## TEXT SEGMENT
......

Peter Corke edited this page Sep 13, 2020 · 4 revisions

Style

PEP 8 rules

We aspire to the Zen of Python

docstrings

All public functions should have docstrings written using Restructured Text (reST), see the CheatSheet, and processed by Sphinx.

  • We use the standard not Google or NumPy conventions.

  • Each doctstring is layed out as

"""
One line description, doesn't include name of function

parameter and return description using :param:, :type:, :return:, :type:

Optional intro para.

- ``use case 1`` descriptive text

- ``use case 2`` as above, then descriptive text

Ideally we have examples

Examples::
    >>> do this thing
    this is the result
    >>> do this other thing
    this is the other result

:notes:
 - note 1
 - note 2

:references:
 - ref1
 - ref2

:seealso:  :func:`~func or method`, :func:`~func or method`  etc
"""
  • In the "descriptive text", if you refer to variables in the use case put them in double backticks, ie. ``q``
  • Code examples are good, use them if you can, they make the code more real.
  • Use math notation :math:LaTeX math expression, no $ required, but make sure to change the docstring a raw string, ie. start it off with r"""

Unit testing

We use pytest

Code quality

We use codecov to analyse and display unit test coverage, we aim for over 90% coverage.

We use LGTM to analyse and display code quality, we aim for an A rating.

Coding patterns

We strive to be Pythonic rather than MATLABish.

  • we prefer for x in X rather than for i in range() and indexing. If X is a NumPy array then x iterates over matrix rows. If we do need an index as well as the object, then use enumerate().

......

(Collected data entries)
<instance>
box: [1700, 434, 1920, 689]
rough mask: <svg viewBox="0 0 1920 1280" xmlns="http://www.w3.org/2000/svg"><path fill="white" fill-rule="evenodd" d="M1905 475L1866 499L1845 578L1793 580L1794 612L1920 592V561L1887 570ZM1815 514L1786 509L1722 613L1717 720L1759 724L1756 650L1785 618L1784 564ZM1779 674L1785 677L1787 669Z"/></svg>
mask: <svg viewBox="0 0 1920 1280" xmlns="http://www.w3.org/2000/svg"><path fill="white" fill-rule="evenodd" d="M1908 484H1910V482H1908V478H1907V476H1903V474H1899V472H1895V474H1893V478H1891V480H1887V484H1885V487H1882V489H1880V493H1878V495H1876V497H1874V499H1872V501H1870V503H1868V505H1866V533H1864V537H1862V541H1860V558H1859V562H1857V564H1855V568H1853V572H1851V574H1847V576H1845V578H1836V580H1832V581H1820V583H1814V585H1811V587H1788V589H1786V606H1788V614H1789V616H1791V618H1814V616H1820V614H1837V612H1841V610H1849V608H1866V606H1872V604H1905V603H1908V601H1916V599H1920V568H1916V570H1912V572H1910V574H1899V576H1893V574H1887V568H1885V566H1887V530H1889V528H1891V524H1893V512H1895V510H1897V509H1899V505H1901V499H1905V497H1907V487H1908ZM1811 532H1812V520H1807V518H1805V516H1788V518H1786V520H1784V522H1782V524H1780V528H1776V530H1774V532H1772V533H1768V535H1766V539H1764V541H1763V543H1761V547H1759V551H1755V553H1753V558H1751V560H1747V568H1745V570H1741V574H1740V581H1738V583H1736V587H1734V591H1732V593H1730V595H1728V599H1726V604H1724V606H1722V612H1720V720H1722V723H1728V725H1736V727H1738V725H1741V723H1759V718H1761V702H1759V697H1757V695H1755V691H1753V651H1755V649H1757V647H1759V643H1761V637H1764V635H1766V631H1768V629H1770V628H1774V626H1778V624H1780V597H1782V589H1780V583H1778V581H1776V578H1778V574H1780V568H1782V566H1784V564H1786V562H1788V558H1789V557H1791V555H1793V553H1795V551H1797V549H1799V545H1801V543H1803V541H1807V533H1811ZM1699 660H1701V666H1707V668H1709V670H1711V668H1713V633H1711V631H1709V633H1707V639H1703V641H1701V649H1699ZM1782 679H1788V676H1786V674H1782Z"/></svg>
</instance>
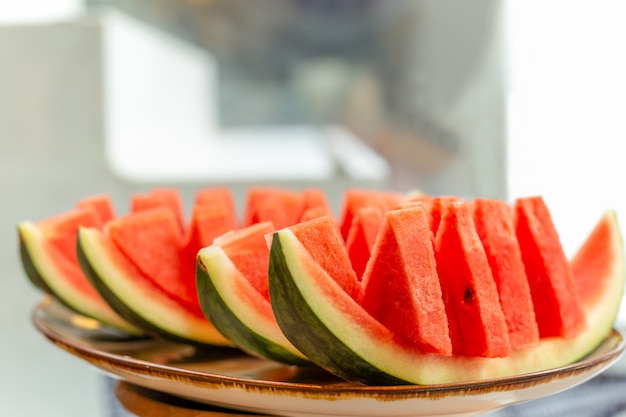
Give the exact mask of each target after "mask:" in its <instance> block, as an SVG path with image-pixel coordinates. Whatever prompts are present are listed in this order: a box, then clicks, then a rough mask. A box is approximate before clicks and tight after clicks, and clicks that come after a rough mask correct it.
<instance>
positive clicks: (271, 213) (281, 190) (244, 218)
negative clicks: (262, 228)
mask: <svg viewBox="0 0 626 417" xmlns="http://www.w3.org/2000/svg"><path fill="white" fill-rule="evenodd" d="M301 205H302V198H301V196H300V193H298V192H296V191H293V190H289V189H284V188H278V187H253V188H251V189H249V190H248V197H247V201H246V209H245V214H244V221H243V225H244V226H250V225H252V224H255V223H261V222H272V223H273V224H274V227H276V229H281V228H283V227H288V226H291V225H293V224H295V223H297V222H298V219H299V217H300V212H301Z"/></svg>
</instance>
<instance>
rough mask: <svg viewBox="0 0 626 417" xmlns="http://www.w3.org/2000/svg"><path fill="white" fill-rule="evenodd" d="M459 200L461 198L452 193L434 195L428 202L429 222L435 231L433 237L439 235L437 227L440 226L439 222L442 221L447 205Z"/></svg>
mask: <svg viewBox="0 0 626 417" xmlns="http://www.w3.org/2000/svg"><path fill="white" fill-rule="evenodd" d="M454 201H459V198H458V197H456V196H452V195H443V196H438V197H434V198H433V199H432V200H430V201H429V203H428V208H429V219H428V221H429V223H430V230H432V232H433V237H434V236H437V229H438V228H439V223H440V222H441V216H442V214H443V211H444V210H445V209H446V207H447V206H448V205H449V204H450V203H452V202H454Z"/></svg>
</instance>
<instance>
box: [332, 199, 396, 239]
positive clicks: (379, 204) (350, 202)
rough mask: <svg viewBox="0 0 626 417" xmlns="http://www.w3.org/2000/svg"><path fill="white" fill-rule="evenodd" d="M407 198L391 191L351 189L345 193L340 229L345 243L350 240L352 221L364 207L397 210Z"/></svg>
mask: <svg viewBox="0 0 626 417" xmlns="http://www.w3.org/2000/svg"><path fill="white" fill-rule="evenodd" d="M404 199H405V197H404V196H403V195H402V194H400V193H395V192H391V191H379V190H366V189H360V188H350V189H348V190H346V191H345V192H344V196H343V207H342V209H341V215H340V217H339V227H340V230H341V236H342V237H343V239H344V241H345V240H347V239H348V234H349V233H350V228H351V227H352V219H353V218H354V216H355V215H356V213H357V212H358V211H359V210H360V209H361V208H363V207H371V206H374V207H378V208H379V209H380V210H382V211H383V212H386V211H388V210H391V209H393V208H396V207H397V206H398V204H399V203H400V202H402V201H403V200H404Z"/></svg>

......

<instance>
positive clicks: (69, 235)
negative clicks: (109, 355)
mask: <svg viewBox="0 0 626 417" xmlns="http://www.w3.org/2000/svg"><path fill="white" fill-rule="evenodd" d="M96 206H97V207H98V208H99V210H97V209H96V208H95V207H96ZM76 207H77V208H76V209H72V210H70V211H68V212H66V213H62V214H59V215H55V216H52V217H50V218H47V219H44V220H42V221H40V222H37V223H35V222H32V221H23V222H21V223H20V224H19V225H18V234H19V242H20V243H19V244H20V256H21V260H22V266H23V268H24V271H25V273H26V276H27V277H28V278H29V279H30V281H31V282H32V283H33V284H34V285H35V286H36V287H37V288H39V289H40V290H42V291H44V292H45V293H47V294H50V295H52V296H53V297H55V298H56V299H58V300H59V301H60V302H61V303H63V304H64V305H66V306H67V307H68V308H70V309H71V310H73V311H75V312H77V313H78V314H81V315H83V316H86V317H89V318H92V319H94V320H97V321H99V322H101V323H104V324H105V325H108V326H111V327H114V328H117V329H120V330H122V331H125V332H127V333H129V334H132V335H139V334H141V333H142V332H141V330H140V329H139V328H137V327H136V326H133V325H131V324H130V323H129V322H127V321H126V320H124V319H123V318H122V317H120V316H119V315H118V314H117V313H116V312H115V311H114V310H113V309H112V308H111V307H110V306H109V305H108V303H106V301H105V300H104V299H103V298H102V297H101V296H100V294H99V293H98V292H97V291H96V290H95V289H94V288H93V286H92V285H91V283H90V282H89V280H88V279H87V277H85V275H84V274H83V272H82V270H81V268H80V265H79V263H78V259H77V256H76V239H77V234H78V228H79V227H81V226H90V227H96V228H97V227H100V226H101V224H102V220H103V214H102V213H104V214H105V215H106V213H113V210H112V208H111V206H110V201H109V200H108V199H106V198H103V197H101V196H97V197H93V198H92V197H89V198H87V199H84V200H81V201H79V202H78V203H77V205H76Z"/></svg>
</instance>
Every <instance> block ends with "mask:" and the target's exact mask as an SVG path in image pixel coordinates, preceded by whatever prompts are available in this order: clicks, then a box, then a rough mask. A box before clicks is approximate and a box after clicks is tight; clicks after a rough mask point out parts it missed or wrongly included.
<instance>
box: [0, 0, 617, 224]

......

## PROBLEMS AND TASKS
**A.** According to the style guide, what unit test coverage does the project aim for?
**B.** Which lines of the entries contain the string "negative"? Copy each one.

## ACTIVITY ANSWERS
**A.** Over 90% coverage.

**B.**
negative clicks: (262, 228)
negative clicks: (109, 355)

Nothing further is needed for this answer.